> [Given records]:
⁂

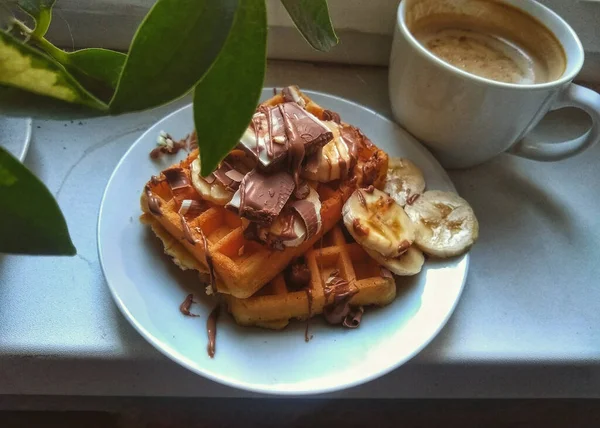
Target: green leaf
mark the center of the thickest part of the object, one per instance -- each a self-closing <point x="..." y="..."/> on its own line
<point x="41" y="12"/>
<point x="30" y="220"/>
<point x="97" y="70"/>
<point x="226" y="97"/>
<point x="23" y="67"/>
<point x="173" y="48"/>
<point x="100" y="64"/>
<point x="312" y="19"/>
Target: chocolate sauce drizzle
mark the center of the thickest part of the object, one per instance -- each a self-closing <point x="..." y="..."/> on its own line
<point x="187" y="233"/>
<point x="211" y="330"/>
<point x="153" y="202"/>
<point x="185" y="306"/>
<point x="208" y="259"/>
<point x="309" y="299"/>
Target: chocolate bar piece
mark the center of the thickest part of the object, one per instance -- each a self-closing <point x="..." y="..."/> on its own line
<point x="273" y="129"/>
<point x="303" y="124"/>
<point x="262" y="197"/>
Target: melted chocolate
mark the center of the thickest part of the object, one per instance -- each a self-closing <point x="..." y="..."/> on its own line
<point x="309" y="299"/>
<point x="208" y="259"/>
<point x="331" y="115"/>
<point x="297" y="275"/>
<point x="153" y="202"/>
<point x="353" y="318"/>
<point x="191" y="208"/>
<point x="292" y="94"/>
<point x="187" y="233"/>
<point x="339" y="308"/>
<point x="211" y="330"/>
<point x="308" y="212"/>
<point x="185" y="306"/>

⁂

> [Task instructions]: Convert every line of the records above into a Markdown table with two columns, Row and Line: number each row and omit blank lines and the pictures.

> [Result]:
| Row | Line |
|---|---|
| 1 | Target: green leaf |
| 2 | mark the center of the thickest part of the object, one per instance -- each a self-closing <point x="..." y="..."/> on its own line |
| 3 | <point x="41" y="12"/> |
| 4 | <point x="30" y="220"/> |
| 5 | <point x="97" y="70"/> |
| 6 | <point x="226" y="97"/> |
| 7 | <point x="23" y="67"/> |
| 8 | <point x="173" y="48"/> |
| 9 | <point x="100" y="64"/> |
| 10 | <point x="312" y="19"/> |
| 11 | Target: chocolate sauce drizzle |
| 12 | mark the center of the thickest part of the object, one per instance -- each a self-closing <point x="..." y="..."/> on its own line |
| 13 | <point x="187" y="233"/> |
| 14 | <point x="211" y="330"/> |
| 15 | <point x="153" y="202"/> |
| 16 | <point x="185" y="306"/> |
| 17 | <point x="208" y="259"/> |
| 18 | <point x="309" y="299"/> |
| 19 | Target: chocolate bar piece |
| 20 | mark the center of the thickest part of the object, one per instance -- each a self-closing <point x="..." y="..."/> on its own line |
| 21 | <point x="273" y="129"/> |
| 22 | <point x="303" y="124"/> |
| 23 | <point x="262" y="197"/> |
| 24 | Target: melted chocolate |
| 25 | mark the center of the thickest part of the object, one per instance -- each a self-closing <point x="..." y="..."/> on its own line |
| 26 | <point x="309" y="299"/> |
| 27 | <point x="208" y="259"/> |
| 28 | <point x="331" y="115"/> |
| 29 | <point x="297" y="275"/> |
| 30 | <point x="153" y="202"/> |
| 31 | <point x="353" y="318"/> |
| 32 | <point x="191" y="208"/> |
| 33 | <point x="292" y="94"/> |
| 34 | <point x="187" y="233"/> |
| 35 | <point x="339" y="308"/> |
| 36 | <point x="211" y="330"/> |
| 37 | <point x="308" y="212"/> |
| 38 | <point x="185" y="306"/> |